**課題**
以下の記録のすべての行を、「番号」と「記録の行」の二列からなるMarkdownの表に整理してください。空行は表に入れないでください。

┌────────

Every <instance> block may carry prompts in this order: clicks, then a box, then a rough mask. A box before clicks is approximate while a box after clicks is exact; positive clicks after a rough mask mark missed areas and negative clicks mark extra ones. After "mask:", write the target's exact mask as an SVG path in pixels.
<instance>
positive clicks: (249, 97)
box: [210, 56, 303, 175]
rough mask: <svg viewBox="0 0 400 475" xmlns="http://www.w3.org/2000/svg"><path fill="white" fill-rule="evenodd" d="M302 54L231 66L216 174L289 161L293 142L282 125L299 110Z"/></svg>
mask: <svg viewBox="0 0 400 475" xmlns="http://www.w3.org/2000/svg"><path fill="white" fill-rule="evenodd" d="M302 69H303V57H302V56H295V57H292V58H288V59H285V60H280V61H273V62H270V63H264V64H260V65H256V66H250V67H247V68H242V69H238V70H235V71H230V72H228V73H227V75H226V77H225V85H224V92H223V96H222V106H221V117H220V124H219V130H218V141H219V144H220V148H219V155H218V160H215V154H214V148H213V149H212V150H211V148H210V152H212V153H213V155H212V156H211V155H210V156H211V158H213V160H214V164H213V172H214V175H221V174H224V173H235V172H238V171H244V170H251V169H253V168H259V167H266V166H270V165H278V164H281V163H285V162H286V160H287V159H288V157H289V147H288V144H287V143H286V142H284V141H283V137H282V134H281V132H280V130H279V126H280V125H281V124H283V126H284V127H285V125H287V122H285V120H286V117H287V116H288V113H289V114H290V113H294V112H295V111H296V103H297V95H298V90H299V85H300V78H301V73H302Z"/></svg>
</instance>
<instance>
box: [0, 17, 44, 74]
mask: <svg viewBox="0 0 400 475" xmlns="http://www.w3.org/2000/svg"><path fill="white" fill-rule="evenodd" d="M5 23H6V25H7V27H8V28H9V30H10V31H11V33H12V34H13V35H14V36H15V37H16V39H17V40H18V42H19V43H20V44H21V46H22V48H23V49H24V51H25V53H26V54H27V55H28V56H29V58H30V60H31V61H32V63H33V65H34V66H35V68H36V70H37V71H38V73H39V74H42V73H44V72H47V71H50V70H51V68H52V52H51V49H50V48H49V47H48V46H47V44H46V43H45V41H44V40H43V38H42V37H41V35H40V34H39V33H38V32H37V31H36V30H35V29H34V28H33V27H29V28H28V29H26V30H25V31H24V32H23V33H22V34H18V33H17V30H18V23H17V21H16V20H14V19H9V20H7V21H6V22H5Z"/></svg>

└────────

**回答**
| 番号 | 記録の行 |
|---|---|
| 1 | Every <instance> block may carry prompts in this order: clicks, then a box, then a rough mask. A box before clicks is approximate while a box after clicks is exact; positive clicks after a rough mask mark missed areas and negative clicks mark extra ones. After "mask:", write the target's exact mask as an SVG path in pixels. |
| 2 | <instance> |
| 3 | positive clicks: (249, 97) |
| 4 | box: [210, 56, 303, 175] |
| 5 | rough mask: <svg viewBox="0 0 400 475" xmlns="http://www.w3.org/2000/svg"><path fill="white" fill-rule="evenodd" d="M302 54L231 66L216 174L289 161L293 142L282 125L299 110Z"/></svg> |
| 6 | mask: <svg viewBox="0 0 400 475" xmlns="http://www.w3.org/2000/svg"><path fill="white" fill-rule="evenodd" d="M302 69H303V57H302V56H295V57H292V58H288V59H285V60H280V61H273V62H270V63H264V64H260V65H256V66H250V67H247V68H242V69H238V70H235V71H230V72H228V73H227V75H226V77H225V85H224V92H223V96H222V106H221V117H220V124H219V130H218V141H219V144H220V148H219V155H218V160H215V154H214V148H213V149H212V150H211V148H210V152H212V153H213V155H212V156H211V155H210V156H211V158H213V160H214V164H213V172H214V175H221V174H224V173H235V172H238V171H244V170H251V169H253V168H259V167H266V166H270V165H278V164H281V163H285V162H286V160H287V159H288V157H289V147H288V144H287V143H286V142H284V141H283V137H282V134H281V132H280V130H279V126H280V125H281V124H283V126H284V127H285V125H287V122H285V120H286V117H287V116H288V113H289V114H290V113H294V112H295V111H296V103H297V95H298V90H299V85H300V78H301V73H302Z"/></svg> |
| 7 | </instance> |
| 8 | <instance> |
| 9 | box: [0, 17, 44, 74] |
| 10 | mask: <svg viewBox="0 0 400 475" xmlns="http://www.w3.org/2000/svg"><path fill="white" fill-rule="evenodd" d="M5 23H6V25H7V27H8V28H9V30H10V31H11V33H12V34H13V35H14V36H15V37H16V39H17V40H18V42H19V43H20V44H21V46H22V48H23V49H24V51H25V53H26V54H27V55H28V56H29V58H30V60H31V61H32V63H33V65H34V66H35V68H36V70H37V71H38V73H39V74H42V73H44V72H47V71H50V70H51V68H52V52H51V49H50V48H49V47H48V46H47V44H46V43H45V41H44V40H43V38H42V37H41V35H40V34H39V33H38V32H37V31H36V30H35V29H34V28H33V27H29V28H28V29H26V30H25V31H24V32H23V33H22V34H18V33H17V30H18V23H17V21H16V20H14V19H9V20H7V21H6V22H5Z"/></svg> |